» **RECORDS FOR THE EXERCISE**
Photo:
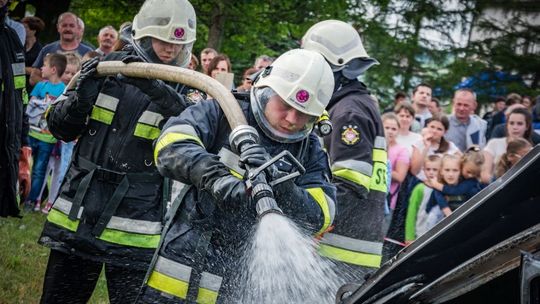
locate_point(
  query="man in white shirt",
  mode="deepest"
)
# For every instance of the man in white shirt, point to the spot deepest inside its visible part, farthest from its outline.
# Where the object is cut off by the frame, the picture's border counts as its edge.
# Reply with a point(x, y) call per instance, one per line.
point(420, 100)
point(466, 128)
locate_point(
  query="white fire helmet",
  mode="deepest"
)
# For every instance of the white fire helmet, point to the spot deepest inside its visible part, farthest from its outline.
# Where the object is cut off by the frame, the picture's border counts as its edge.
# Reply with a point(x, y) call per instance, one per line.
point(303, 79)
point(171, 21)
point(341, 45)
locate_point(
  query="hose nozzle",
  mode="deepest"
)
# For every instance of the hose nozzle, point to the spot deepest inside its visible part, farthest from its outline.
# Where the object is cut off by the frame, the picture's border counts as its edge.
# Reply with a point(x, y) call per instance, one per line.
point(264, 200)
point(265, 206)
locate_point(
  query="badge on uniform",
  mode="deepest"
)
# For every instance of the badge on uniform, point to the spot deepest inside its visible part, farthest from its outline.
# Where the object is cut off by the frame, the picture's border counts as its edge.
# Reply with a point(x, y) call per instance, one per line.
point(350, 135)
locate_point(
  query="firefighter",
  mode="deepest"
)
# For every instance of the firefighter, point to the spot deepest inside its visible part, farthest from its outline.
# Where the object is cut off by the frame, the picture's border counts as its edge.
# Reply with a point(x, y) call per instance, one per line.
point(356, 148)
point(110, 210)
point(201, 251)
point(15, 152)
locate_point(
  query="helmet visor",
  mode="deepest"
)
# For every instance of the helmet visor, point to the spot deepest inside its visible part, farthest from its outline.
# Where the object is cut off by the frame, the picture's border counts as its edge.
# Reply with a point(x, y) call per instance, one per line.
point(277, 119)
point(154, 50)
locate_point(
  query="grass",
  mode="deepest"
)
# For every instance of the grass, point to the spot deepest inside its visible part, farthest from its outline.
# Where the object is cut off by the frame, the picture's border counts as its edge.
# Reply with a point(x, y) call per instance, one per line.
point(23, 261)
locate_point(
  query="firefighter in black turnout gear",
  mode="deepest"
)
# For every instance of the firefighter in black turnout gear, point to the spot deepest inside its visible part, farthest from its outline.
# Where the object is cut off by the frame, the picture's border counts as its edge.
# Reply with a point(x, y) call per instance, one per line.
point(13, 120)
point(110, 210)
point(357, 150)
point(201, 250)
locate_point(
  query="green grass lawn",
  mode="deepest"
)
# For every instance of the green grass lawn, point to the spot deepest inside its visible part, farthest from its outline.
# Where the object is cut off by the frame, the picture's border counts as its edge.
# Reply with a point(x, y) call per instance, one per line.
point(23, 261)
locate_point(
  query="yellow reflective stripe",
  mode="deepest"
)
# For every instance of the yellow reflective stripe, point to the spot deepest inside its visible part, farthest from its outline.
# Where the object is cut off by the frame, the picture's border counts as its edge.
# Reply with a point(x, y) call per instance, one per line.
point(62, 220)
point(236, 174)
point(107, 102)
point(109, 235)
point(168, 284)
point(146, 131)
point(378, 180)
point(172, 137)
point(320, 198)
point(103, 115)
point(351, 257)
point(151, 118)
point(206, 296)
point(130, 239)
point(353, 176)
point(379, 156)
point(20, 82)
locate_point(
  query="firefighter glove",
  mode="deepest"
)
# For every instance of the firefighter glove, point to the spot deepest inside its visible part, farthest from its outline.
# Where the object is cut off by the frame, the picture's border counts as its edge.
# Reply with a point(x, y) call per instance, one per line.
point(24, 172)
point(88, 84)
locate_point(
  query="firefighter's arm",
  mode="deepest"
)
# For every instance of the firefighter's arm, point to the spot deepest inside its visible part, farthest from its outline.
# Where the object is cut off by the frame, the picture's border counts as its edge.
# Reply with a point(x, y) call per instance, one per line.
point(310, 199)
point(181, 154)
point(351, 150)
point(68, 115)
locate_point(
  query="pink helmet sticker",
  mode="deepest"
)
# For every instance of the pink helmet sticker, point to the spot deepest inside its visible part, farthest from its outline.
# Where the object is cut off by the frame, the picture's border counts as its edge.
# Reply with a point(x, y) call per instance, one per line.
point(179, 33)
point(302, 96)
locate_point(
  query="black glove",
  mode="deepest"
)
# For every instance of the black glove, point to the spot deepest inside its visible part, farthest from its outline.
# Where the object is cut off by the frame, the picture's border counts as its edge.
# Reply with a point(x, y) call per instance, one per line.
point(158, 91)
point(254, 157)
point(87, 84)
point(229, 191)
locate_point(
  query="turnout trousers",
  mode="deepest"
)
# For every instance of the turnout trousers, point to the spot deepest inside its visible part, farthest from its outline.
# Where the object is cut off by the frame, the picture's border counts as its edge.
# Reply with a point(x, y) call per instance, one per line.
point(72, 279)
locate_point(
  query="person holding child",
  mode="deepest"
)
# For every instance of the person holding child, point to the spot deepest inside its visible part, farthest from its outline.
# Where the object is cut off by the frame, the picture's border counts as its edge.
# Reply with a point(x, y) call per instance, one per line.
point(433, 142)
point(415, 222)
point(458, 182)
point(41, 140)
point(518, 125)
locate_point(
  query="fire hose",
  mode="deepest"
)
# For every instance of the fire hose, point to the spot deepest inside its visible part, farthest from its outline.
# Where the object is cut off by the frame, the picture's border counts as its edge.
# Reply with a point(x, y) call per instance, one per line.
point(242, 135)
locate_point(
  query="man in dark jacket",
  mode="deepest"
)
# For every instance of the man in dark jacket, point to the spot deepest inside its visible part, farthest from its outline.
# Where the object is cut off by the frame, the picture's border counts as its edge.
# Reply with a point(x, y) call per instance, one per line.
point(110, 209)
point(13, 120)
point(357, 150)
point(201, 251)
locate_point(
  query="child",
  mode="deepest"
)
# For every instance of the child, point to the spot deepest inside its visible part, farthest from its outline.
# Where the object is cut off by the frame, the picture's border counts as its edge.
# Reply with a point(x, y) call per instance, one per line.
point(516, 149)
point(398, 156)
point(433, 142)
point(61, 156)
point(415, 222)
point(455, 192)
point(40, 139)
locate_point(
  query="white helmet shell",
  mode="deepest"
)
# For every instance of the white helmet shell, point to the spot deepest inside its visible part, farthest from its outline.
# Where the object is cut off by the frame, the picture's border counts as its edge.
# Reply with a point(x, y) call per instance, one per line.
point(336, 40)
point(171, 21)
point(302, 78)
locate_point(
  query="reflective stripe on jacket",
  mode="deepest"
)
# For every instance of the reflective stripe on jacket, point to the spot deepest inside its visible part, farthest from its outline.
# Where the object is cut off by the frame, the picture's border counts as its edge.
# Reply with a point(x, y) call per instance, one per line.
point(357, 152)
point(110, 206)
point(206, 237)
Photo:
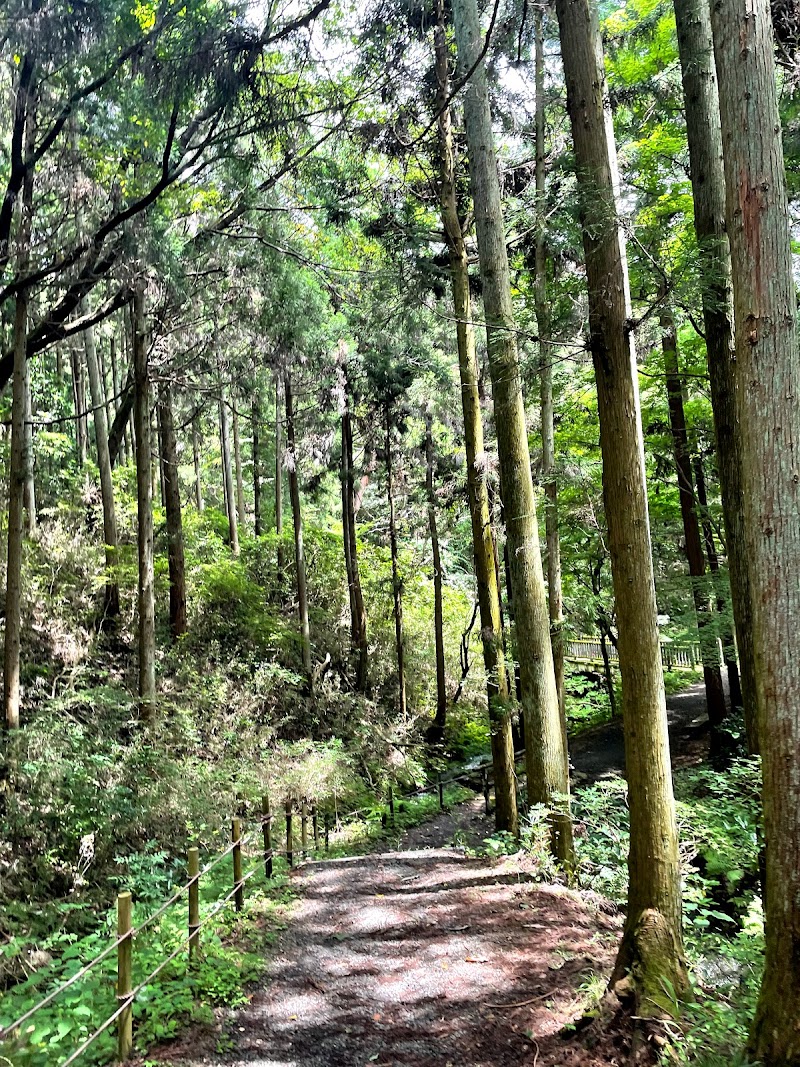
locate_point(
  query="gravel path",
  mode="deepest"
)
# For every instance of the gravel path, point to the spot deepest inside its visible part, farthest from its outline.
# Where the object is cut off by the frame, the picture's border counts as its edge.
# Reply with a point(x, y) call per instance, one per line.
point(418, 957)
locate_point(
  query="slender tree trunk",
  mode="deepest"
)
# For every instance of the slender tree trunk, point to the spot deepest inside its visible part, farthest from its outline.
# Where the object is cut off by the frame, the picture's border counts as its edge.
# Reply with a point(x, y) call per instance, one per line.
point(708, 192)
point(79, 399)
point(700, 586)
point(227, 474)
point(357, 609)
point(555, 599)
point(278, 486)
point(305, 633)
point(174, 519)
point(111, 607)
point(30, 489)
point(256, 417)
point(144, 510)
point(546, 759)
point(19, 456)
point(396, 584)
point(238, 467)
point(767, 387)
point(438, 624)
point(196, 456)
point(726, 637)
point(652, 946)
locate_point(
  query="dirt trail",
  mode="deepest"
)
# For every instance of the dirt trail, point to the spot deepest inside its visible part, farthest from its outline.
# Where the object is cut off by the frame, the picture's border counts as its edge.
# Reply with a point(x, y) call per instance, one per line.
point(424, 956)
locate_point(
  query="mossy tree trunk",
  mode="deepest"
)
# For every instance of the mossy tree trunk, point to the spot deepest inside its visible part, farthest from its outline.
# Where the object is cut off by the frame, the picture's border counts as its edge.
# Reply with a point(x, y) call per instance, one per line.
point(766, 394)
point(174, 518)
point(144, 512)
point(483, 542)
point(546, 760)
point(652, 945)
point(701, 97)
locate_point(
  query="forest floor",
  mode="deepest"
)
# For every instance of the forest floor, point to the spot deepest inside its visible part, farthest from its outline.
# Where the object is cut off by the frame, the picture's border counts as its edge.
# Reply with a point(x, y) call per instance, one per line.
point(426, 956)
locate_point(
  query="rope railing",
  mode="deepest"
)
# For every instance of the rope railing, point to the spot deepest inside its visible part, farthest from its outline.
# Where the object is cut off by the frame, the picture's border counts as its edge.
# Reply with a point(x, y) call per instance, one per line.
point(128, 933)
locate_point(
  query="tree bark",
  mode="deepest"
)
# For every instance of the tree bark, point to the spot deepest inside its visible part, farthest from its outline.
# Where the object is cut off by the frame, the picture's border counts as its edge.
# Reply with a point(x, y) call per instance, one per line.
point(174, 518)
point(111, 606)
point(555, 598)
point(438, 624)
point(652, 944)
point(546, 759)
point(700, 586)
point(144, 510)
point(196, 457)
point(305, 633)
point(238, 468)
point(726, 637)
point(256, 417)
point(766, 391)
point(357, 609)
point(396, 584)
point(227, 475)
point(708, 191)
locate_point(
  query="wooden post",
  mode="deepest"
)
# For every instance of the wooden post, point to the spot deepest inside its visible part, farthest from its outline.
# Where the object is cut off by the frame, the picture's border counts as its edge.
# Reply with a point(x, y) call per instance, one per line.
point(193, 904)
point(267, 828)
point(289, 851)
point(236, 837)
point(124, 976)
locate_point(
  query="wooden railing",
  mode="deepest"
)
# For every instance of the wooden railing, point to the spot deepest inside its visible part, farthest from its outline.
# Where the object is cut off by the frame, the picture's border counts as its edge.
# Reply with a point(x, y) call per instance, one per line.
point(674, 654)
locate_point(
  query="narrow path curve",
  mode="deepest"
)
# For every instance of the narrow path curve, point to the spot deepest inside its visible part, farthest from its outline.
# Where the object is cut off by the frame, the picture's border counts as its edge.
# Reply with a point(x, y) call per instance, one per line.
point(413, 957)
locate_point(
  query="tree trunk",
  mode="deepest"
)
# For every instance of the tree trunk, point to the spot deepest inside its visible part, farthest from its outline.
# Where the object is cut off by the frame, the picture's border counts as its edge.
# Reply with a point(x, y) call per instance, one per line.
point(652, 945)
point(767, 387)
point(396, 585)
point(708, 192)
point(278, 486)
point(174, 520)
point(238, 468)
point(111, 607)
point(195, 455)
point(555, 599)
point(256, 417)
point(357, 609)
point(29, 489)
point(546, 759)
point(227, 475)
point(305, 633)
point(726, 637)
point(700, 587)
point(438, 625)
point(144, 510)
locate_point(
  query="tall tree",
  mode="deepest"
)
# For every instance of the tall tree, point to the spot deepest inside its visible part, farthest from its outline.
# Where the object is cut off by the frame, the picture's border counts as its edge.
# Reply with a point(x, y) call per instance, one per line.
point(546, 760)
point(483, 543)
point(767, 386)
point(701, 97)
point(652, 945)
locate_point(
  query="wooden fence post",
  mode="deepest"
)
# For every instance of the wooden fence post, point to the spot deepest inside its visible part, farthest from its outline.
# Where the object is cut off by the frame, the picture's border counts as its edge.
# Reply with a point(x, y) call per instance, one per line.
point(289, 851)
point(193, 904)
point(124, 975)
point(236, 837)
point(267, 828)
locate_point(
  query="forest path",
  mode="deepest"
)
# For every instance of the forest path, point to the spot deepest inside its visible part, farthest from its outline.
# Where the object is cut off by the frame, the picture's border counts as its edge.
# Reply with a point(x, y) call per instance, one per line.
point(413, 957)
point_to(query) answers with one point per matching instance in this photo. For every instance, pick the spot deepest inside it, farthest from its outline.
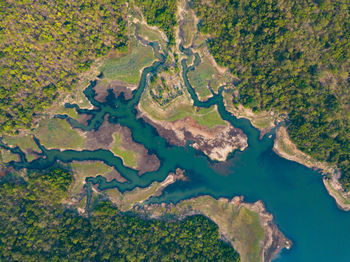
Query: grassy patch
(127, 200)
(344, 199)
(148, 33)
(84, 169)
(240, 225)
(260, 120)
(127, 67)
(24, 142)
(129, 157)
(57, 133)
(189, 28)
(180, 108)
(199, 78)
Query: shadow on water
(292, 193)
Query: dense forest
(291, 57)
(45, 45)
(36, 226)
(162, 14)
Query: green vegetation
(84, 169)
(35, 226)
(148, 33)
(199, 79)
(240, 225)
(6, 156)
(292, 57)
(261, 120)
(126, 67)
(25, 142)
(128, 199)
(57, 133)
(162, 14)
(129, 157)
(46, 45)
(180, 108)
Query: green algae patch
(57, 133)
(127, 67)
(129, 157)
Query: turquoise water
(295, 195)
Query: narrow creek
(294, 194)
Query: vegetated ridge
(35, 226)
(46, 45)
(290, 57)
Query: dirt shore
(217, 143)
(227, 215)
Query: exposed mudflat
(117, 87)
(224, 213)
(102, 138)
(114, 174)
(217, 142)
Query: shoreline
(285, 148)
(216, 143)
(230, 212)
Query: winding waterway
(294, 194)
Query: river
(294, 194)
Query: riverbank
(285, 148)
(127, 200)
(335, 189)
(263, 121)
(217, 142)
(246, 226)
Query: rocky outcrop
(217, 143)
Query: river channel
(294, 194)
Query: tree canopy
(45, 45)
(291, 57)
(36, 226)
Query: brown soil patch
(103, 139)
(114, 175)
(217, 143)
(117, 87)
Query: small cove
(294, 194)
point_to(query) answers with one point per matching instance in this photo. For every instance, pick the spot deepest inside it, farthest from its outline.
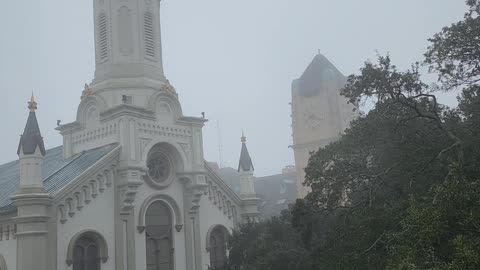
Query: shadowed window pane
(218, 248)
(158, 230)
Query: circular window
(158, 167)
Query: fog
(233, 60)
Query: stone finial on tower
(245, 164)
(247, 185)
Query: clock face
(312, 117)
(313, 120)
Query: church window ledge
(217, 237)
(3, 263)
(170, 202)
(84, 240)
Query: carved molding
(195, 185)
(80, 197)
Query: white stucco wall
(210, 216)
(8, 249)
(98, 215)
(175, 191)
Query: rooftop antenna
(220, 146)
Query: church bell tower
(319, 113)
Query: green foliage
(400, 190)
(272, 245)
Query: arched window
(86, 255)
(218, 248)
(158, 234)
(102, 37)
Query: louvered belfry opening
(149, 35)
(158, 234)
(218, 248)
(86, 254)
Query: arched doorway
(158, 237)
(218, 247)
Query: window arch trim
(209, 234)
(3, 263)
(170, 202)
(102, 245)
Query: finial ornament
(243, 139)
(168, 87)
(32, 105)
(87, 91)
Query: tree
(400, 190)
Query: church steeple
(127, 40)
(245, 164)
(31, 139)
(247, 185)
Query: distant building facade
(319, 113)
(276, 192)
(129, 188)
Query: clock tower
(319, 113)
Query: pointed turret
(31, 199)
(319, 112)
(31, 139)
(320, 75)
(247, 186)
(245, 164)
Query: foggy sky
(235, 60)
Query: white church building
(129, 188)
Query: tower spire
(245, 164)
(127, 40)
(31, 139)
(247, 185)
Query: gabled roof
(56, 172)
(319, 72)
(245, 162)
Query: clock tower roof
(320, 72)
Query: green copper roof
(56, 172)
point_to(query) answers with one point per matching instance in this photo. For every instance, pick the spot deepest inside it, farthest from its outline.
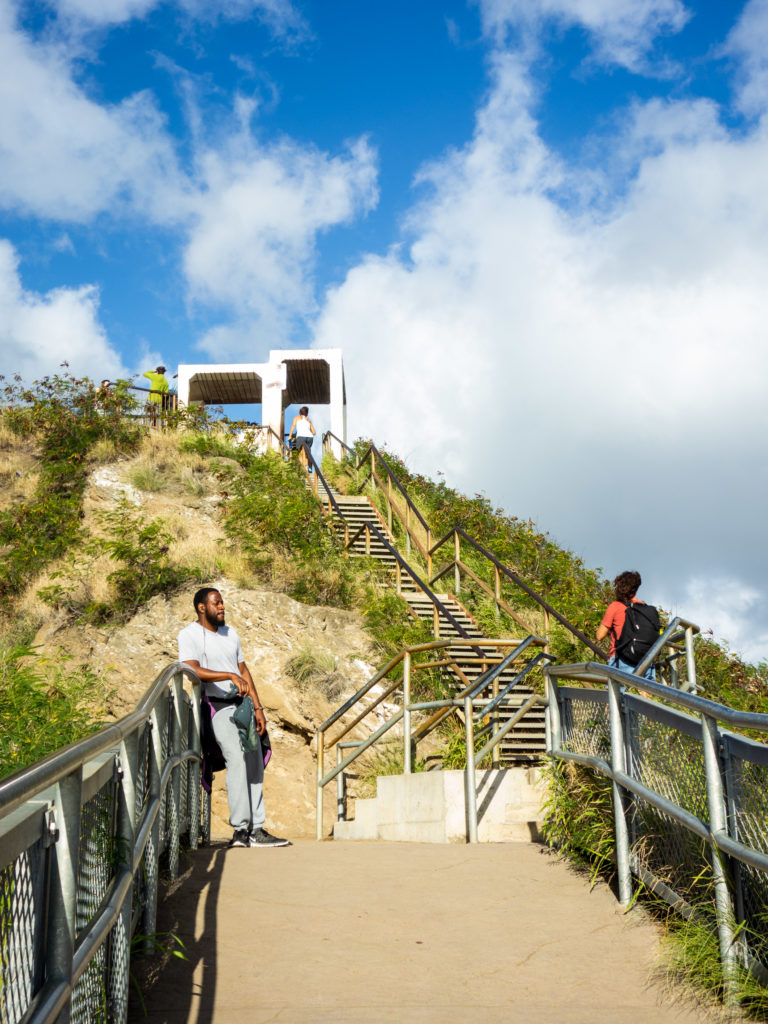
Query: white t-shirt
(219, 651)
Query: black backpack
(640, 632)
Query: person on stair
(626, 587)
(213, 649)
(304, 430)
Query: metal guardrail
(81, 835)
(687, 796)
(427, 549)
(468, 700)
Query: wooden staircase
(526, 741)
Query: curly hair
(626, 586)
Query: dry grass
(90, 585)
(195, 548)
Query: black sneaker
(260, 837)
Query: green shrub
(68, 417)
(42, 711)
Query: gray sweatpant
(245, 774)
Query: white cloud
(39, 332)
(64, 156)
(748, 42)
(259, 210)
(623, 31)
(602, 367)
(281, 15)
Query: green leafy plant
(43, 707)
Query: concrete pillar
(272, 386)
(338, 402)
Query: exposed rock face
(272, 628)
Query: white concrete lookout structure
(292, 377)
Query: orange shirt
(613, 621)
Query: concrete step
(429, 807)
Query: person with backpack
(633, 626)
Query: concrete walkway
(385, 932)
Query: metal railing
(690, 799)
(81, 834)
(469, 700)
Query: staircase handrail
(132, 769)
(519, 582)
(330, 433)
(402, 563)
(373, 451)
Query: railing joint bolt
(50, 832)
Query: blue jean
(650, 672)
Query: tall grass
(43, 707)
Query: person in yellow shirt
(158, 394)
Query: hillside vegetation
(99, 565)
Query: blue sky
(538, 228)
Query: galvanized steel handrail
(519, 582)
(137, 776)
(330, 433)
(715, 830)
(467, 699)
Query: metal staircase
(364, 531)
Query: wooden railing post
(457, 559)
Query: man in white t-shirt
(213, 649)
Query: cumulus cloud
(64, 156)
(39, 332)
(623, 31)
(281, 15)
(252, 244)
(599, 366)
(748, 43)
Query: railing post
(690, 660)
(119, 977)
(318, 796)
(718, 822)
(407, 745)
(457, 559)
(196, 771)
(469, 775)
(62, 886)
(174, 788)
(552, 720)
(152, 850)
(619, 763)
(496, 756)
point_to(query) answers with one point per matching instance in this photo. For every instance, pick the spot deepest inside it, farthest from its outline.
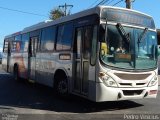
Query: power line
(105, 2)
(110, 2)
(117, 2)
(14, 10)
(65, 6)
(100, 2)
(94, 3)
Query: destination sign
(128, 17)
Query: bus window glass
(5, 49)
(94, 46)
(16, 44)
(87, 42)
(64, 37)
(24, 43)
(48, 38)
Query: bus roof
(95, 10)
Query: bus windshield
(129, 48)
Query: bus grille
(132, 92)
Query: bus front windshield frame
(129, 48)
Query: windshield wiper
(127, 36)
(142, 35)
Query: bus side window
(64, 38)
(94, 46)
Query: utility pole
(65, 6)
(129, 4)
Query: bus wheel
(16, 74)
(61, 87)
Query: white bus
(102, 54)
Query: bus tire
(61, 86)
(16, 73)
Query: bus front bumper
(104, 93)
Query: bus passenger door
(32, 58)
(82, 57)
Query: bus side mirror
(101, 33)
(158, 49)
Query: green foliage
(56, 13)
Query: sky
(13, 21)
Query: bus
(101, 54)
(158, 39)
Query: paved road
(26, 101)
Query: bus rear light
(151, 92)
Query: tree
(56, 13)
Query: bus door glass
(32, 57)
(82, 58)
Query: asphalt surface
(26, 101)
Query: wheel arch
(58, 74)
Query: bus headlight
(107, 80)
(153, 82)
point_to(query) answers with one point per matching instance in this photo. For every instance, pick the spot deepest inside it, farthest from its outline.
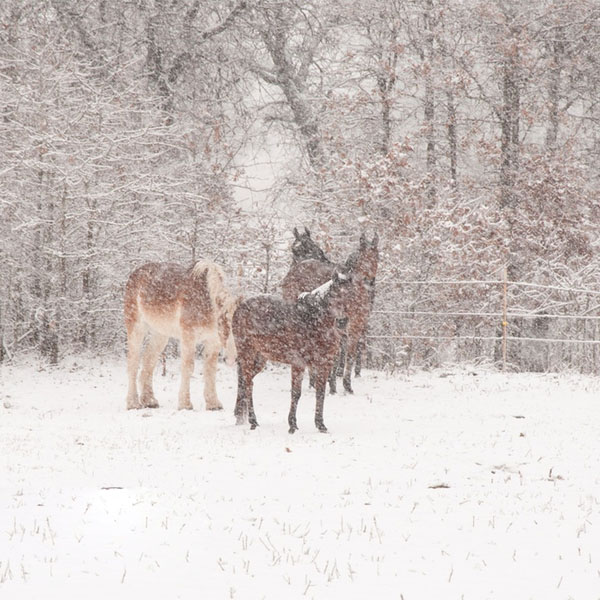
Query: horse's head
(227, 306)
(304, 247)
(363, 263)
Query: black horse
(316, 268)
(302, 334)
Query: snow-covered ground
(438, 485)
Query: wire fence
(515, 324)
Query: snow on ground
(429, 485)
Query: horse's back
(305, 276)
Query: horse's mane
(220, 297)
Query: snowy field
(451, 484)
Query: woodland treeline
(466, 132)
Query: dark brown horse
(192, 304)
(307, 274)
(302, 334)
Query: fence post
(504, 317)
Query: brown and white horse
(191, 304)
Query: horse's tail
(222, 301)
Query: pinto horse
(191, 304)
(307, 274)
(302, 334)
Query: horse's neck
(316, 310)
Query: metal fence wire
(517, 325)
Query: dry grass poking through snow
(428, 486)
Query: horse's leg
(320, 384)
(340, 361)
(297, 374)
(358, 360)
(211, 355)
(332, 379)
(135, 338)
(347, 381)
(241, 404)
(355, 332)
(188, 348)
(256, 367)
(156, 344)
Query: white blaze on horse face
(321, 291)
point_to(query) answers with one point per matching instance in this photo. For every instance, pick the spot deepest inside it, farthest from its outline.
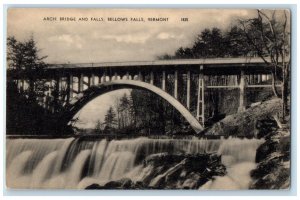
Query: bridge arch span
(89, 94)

» **ABOUT THIS EXERCISE**
Starting at the line that holds "Query: snow-covered ground", print each line through the last one of the entries above, exactly and with both ends included; no pictures.

» **EXPECTED OUTPUT**
Query: snow-covered ground
(438, 485)
Query: wire fence
(515, 324)
Query: snow on ground
(429, 485)
Query: horse's back
(305, 276)
Query: horse's mane
(220, 297)
Query: snowy field
(451, 484)
Query: woodland treeline
(466, 132)
Query: dark brown horse
(192, 304)
(307, 274)
(302, 334)
Query: fence post
(504, 317)
Query: brown and white horse
(191, 304)
Query: horse's tail
(222, 301)
Query: pinto horse
(191, 304)
(307, 274)
(302, 334)
Query: horse's neck
(316, 310)
Query: metal fence wire
(517, 325)
Query: dry grass poking through snow
(428, 486)
Query: horse's leg
(320, 384)
(340, 361)
(297, 374)
(358, 360)
(211, 355)
(332, 379)
(135, 338)
(347, 381)
(241, 404)
(355, 332)
(188, 348)
(256, 367)
(156, 344)
Query: white blaze on horse face
(321, 291)
point_to(query) answers with one point per matching instance in this photo. For every instance, pick the spot deepest inside it, farthest from its outline.
Query: bridge arch span
(89, 94)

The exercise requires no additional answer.